### Selected text
Under Section 3-302 of the Uniform Commercial Code (UCC), to be a holder in due course (HDC), a transferee must fulfill the following:
1. Be a holder of a negotiable instrument;
2. Have taken it:
a) for value,
b) in good faith,
c) without notice
(1) that it is overdue or
(2) has been dishonored (not paid), or
(3) is subject to a valid claim or defense by any party, or
(4) that there is an uncured default with respect to payment of another instrument issued as part of the same series, or
(5) that it contains an unauthorized signature or has been altered, and
3. Have no reason to question its authenticity on account of apparent evidence of forgery, alteration, irregularity or incompleteness.
The point is that the HDC should honestly pay for the instrument and not know of anything wrong with it. If that’s her status, she gets paid on it, almost no matter what.
Again, a holder is a person who possesses a negotiable instrument “payable to bearer or, the case of an instrument payable to an identified person, if the identified person is in possession.”Uniform Commercial Code, Section 1-201(20). An instrument is payable to an identified person if she is the named payee, or if it is indorsed to her. So a holder is one who possesses an instrument and who has all the necessary indorsements.
Section 3-303 of the UCC describes what is meant by transferring an instrument “for value.” In a broad sense, it means the holder has given something for it, which sounds like consideration. But “value” here is not the same as consideration under contract law. Here is the UCC language:
An instrument is issued or transferred for value if any of the following apply:
(1) The instrument is issued or transferred for a promise of performance, to the extent the promise has been performed.
(2) The transferee acquires a security interest or other lien in the instrument other than a lien obtained by judicial proceeding.
(3) The instrument is issued or transferred as payment of, or as security for, an antecedent claim against any person, whether or not the claim is due.

### Request
Could you transcribe the passage on holders in due course word for word, in full? The data has no connection to the passage on holders in due course.

### Dataset section
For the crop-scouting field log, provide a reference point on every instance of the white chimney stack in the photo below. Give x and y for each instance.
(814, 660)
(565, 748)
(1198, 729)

### Result of this task
Under Section 3-302 of the Uniform Commercial Code (UCC), to be a holder in due course (HDC), a transferee must fulfill the following:
1. Be a holder of a negotiable instrument;
2. Have taken it:
a) for value,
b) in good faith,
c) without notice
(1) that it is overdue or
(2) has been dishonored (not paid), or
(3) is subject to a valid claim or defense by any party, or
(4) that there is an uncured default with respect to payment of another instrument issued as part of the same series, or
(5) that it contains an unauthorized signature or has been altered, and
3. Have no reason to question its authenticity on account of apparent evidence of forgery, alteration, irregularity or incompleteness.
The point is that the HDC should honestly pay for the instrument and not know of anything wrong with it. If that’s her status, she gets paid on it, almost no matter what.
Again, a holder is a person who possesses a negotiable instrument “payable to bearer or, the case of an instrument payable to an identified person, if the identified person is in possession.”Uniform Commercial Code, Section 1-201(20). An instrument is payable to an identified person if she is the named payee, or if it is indorsed to her. So a holder is one who possesses an instrument and who has all the necessary indorsements.
Section 3-303 of the UCC describes what is meant by transferring an instrument “for value.” In a broad sense, it means the holder has given something for it, which sounds like consideration. But “value” here is not the same as consideration under contract law. Here is the UCC language:
An instrument is issued or transferred for value if any of the following apply:
(1) The instrument is issued or transferred for a promise of performance, to the extent the promise has been performed.
(2) The transferee acquires a security interest or other lien in the instrument other than a lien obtained by judicial proceeding.
(3) The instrument is issued or transferred as payment of, or as security for, an antecedent claim against any person, whether or not the claim is due.